**What is asked:** Can you arrange every line of the records below as a Markdown table with the columns Row and Line, skipping blank lines and leaving the pictures out?

-*-

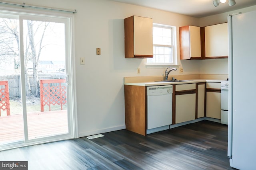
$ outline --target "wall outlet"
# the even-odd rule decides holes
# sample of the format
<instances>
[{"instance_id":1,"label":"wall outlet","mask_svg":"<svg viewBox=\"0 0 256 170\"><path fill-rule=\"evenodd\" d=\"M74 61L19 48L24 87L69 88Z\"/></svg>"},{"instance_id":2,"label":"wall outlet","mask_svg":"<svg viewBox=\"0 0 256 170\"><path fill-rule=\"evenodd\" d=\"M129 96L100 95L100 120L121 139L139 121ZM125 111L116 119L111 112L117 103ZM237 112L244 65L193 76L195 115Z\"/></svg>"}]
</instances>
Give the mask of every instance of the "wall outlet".
<instances>
[{"instance_id":1,"label":"wall outlet","mask_svg":"<svg viewBox=\"0 0 256 170\"><path fill-rule=\"evenodd\" d=\"M140 73L140 68L137 68L137 74L139 74Z\"/></svg>"},{"instance_id":2,"label":"wall outlet","mask_svg":"<svg viewBox=\"0 0 256 170\"><path fill-rule=\"evenodd\" d=\"M180 73L183 73L183 68L180 68Z\"/></svg>"},{"instance_id":3,"label":"wall outlet","mask_svg":"<svg viewBox=\"0 0 256 170\"><path fill-rule=\"evenodd\" d=\"M81 65L84 65L85 64L84 63L84 57L80 57L80 64Z\"/></svg>"},{"instance_id":4,"label":"wall outlet","mask_svg":"<svg viewBox=\"0 0 256 170\"><path fill-rule=\"evenodd\" d=\"M100 48L96 49L96 54L97 55L100 55Z\"/></svg>"}]
</instances>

-*-

**Correct result:**
| Row | Line |
|---|---|
| 1 | $ outline --target "wall outlet" |
| 2 | # the even-odd rule decides holes |
| 3 | # sample of the format |
| 4 | <instances> |
| 5 | [{"instance_id":1,"label":"wall outlet","mask_svg":"<svg viewBox=\"0 0 256 170\"><path fill-rule=\"evenodd\" d=\"M74 61L19 48L24 87L69 88Z\"/></svg>"},{"instance_id":2,"label":"wall outlet","mask_svg":"<svg viewBox=\"0 0 256 170\"><path fill-rule=\"evenodd\" d=\"M129 96L100 95L100 120L121 139L139 121ZM125 111L116 119L111 112L117 103ZM237 112L244 65L193 76L195 115Z\"/></svg>"}] |
| 6 | </instances> |
| 7 | Give the mask of every instance of the "wall outlet". |
| 8 | <instances> |
| 9 | [{"instance_id":1,"label":"wall outlet","mask_svg":"<svg viewBox=\"0 0 256 170\"><path fill-rule=\"evenodd\" d=\"M140 73L140 68L137 68L137 74L139 74Z\"/></svg>"},{"instance_id":2,"label":"wall outlet","mask_svg":"<svg viewBox=\"0 0 256 170\"><path fill-rule=\"evenodd\" d=\"M180 73L183 73L183 68L180 68Z\"/></svg>"},{"instance_id":3,"label":"wall outlet","mask_svg":"<svg viewBox=\"0 0 256 170\"><path fill-rule=\"evenodd\" d=\"M81 65L84 65L85 64L84 63L84 57L80 57L80 64Z\"/></svg>"},{"instance_id":4,"label":"wall outlet","mask_svg":"<svg viewBox=\"0 0 256 170\"><path fill-rule=\"evenodd\" d=\"M100 48L96 49L96 54L97 55L100 55Z\"/></svg>"}] |
| 10 | </instances> |